Reproduce every line of the items below, requests included, multiplying each vertex coordinate in the outlines by 0.95 and rounding to whole numbers, halves up. Leave the pictures out.

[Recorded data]
____
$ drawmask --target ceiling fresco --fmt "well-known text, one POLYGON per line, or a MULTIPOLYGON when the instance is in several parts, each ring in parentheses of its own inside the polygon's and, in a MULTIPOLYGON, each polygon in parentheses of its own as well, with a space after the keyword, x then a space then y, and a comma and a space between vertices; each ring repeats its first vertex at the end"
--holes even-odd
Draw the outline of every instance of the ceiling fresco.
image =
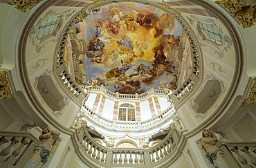
MULTIPOLYGON (((65 58, 69 69, 78 67, 73 72, 78 84, 93 78, 114 93, 140 94, 158 89, 160 81, 174 90, 190 74, 190 46, 172 15, 132 2, 111 3, 88 15, 74 28, 85 50, 76 62, 68 54, 65 58)), ((67 48, 75 47, 72 39, 67 48)))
____
* FULL OUTPUT:
$ drawmask --target ceiling fresco --fmt "well-known text, one POLYGON per line, or a MULTIPOLYGON when the instance is in several parts, each ring in parentheses of its own inside the polygon's and, in a MULTIPOLYGON, each polygon in parentheses of its own as well, with a space after the keyword, x then a space then y, and a comma and a space between vertices; each ring repeats its first vertex at the end"
--holes even-odd
Draw the outline of every instance of the ceiling fresco.
image =
MULTIPOLYGON (((62 55, 66 66, 74 64, 69 68, 74 80, 88 74, 108 88, 133 89, 150 85, 152 77, 165 86, 181 70, 181 44, 163 14, 125 2, 105 3, 84 14, 70 27, 81 48, 72 59, 65 51, 62 55)), ((64 46, 71 45, 68 37, 64 46)))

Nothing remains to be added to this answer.